Dokumenttext ->
===============
Auf die Gefahr hin, dass ich hier jetzt total ins Fettnäpfchen trete, mische ich mich mal in die “Was ist Wissenschaft Diskussion” ein, die seltsamerweise vor ein paar Tagen bei Ludmila und bei Aardvarchaeology gleichzeitig losgetreten wurde. Gibt es da vielleicht einen Zusammenhang?
Es gibt auf jeden Fall Parallelen. Ludmila schreibt im Kommentar, dass sie ihren Artikel geschrieben hat, um auf die immer wiederkehrende Argumentation zu reagieren, Wissenschaft sei ein Glaubenssystem.
Martin Rundkvist positioniert sich als “Scientist”, verteidigt als Archäologe also seinen positiven Bezug auf die Naturwissenschaften und greift die “postmodernen” Geistestwissenschaftler an, welche den Wahrheitsgehalt der empirischen Daten in ihrer hermeneutische Mühle ad absurdum führen würden. (Dazu muss man Wissen, dass im englischsprachigen zwischen Humanities und Science unterschieden wird. Es gibt also nicht wie im Deutschen eine Wissenschaft die sich in Geistes- und Naturwissenschaft unterteilt.).
===============
Material ->
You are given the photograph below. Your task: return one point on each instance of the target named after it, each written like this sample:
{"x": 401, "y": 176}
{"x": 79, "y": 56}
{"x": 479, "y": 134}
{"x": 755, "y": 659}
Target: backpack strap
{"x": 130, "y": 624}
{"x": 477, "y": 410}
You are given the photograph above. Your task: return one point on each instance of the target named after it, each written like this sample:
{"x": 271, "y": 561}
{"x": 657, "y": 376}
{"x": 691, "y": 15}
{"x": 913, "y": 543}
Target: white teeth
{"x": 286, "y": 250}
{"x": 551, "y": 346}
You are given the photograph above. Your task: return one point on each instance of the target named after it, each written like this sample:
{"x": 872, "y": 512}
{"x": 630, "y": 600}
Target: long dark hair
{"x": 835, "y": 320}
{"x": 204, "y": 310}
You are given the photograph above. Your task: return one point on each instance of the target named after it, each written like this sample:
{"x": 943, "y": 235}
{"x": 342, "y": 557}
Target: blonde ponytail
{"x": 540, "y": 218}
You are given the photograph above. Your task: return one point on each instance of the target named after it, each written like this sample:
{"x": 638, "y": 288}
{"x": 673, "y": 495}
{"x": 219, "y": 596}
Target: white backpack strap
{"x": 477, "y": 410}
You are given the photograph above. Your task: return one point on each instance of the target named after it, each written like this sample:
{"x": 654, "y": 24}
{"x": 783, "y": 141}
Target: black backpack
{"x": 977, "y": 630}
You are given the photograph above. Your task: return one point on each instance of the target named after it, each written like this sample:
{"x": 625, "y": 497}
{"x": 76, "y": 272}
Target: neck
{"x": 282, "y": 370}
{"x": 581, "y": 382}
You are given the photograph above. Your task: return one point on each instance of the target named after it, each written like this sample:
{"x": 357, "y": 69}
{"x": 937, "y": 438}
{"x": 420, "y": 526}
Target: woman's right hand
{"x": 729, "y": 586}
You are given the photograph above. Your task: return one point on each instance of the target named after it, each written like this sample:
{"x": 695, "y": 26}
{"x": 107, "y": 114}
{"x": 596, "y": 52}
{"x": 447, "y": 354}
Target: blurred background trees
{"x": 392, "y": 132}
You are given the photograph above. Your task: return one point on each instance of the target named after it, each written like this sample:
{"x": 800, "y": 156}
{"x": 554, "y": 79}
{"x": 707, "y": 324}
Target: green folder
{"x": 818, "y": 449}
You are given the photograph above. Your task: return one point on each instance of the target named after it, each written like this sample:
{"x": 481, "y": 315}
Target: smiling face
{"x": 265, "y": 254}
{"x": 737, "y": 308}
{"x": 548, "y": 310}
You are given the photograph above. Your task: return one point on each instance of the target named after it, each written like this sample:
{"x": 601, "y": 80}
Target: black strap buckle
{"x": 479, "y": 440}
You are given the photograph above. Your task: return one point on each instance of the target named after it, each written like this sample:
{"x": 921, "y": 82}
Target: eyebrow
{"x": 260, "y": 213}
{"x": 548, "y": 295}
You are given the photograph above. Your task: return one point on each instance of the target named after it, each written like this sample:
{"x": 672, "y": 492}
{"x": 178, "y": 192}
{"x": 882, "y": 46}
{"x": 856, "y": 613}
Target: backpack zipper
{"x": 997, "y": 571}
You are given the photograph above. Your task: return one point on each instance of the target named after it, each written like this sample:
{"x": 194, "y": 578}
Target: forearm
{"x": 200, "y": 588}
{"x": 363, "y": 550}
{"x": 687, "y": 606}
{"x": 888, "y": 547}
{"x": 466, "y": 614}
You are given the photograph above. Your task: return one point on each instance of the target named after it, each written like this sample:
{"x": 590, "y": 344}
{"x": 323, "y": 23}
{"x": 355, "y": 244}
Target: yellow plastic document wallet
===============
Aufgabenstellung ->
Aus welchem Grund hat Ludmila laut dem Blogbeitrag über die Wissenschaftsdiskussion ihren Artikel geschrieben? Die Zeilen sind eigenständiges Material und gehören nicht zum Blogbeitrag.

Antwort zur Aufgabe ->
Um auf die immer wiederkehrende Argumentation zu reagieren, Wissenschaft sei ein Glaubenssystem.